------ Okuma Metni

Nadide Sultan, 'Uçmalıyım' adlı single'ıyla uzun bir aradan sonra müzikseverlerle buluştu. Ünlü şarkıcı, sözlerini uçakta yazdığı parçanın Rusya'da da radyolarda çalındığını ve çok beğenildiğini söylüyor. Nadide Sultan; 20 yıllık müzik kariyerini ve gelecek planlarını GÜNAYDIN'a anlattı...
'Uçmalıyım' şarkısı nasıl ortaya çıktı?
Şarkıyı iki-üç yıl önce müzisyen arkadaşım Sertaç ile beraber yaptık. Bir gün uçaktayken sözleri aklıma geldi. Aslında olay, beğendiğim bir şarkının, bestecisi tarafından aynı anda başka bir sanatçıya da verilmesiyle başladı. Ben parça için besteciye cevap verene kadar, o şarkıcı parçayı almış albümüne koymuş. Ben de "Kendi şarkılarımı yapacağım" dedim ve stüdyoya girdim. Şarkı böyle uçtu gitti. Twitter'da bir dinleyicim bana ulaşmış, "Uçmalıyım', şu anda Rus radyosunda çalıyor, çok gururlandım bir Türk olarak" dedi. Çok hoşuma gitti, çok keyifli bir şey.
BAŞARI ODAKLIYIM
Beğendiğiniz bir şarkıyı başkasına kaptırmışsınız. Piyasada beste sıkıntısı mı var?
Bence var... İyi şarkılar çıkıyor ama birçoğu birbirine benziyor. Bir sezonda çıkan iyi şarkıların sayısı bir elin parmaklarını geçmez. Şarkıcı, eğer yapabiliyorsa kendi parçalarını bestelerse daha güzel olur.

------------

Alıştırma Hedefi:
Okuma metnine göre Nadide Sultan, 'Uçmalıyım' şarkısının sözlerini nerede yazmıştır? Sonraki satırların okuma metniyle hiçbir bağlantısı yoktur.

------ Sağlanan Bilgiler

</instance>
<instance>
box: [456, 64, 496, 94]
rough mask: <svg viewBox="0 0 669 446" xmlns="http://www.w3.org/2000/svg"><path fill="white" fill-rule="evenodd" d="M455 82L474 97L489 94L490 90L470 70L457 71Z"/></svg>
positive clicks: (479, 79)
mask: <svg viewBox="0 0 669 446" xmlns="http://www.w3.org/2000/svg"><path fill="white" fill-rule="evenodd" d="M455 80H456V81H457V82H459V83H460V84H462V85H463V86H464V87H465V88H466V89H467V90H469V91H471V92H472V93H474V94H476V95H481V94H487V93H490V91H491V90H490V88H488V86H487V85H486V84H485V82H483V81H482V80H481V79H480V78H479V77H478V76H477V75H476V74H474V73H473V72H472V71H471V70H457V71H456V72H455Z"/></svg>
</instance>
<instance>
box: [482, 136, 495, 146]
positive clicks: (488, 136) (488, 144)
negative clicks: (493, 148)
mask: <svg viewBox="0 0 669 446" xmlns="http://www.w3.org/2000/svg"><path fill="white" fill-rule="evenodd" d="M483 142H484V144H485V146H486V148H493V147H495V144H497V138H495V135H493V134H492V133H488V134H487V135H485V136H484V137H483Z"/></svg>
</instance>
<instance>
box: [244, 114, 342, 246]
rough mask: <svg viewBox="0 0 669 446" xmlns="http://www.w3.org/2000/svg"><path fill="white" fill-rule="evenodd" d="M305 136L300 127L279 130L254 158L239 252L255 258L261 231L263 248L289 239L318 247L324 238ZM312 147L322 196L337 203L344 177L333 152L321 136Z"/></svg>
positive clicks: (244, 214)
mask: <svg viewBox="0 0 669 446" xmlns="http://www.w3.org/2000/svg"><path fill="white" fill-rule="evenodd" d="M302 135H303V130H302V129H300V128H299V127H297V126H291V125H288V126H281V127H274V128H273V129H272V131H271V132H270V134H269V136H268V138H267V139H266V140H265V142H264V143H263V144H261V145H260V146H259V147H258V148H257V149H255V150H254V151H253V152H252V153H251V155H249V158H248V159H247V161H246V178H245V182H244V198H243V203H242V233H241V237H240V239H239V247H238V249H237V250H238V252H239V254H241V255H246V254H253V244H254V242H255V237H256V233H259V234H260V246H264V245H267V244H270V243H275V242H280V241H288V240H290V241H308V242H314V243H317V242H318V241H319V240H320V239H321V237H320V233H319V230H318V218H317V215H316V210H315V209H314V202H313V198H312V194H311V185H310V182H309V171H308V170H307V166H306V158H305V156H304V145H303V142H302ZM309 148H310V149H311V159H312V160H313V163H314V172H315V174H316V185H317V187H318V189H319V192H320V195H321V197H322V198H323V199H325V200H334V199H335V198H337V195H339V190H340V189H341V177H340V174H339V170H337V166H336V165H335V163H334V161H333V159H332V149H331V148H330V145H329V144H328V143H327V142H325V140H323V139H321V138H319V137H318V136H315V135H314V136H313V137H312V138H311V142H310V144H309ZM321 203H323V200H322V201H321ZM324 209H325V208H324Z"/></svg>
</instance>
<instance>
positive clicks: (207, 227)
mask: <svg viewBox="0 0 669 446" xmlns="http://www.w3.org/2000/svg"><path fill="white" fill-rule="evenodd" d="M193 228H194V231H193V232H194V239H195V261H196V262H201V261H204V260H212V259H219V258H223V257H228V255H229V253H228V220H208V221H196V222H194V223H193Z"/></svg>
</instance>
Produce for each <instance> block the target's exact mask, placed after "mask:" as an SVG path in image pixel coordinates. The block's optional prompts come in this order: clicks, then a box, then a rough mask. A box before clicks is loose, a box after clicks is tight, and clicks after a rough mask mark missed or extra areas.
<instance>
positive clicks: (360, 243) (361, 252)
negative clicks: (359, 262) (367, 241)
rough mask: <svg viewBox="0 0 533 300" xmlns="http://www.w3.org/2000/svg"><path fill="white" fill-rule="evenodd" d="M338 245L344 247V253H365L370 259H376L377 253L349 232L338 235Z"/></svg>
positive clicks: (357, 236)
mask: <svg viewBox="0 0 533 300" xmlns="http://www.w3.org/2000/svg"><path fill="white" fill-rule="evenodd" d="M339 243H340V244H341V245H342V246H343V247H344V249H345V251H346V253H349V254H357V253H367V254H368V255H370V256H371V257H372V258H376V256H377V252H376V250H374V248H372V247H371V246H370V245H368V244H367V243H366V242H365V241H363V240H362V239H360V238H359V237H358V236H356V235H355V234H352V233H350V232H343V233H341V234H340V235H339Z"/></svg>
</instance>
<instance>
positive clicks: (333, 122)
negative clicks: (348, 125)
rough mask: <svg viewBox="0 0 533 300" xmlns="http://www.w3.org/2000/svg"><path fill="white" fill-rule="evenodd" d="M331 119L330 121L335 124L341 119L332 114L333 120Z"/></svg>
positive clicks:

------------

Nihai Yanıt:
Uçakta.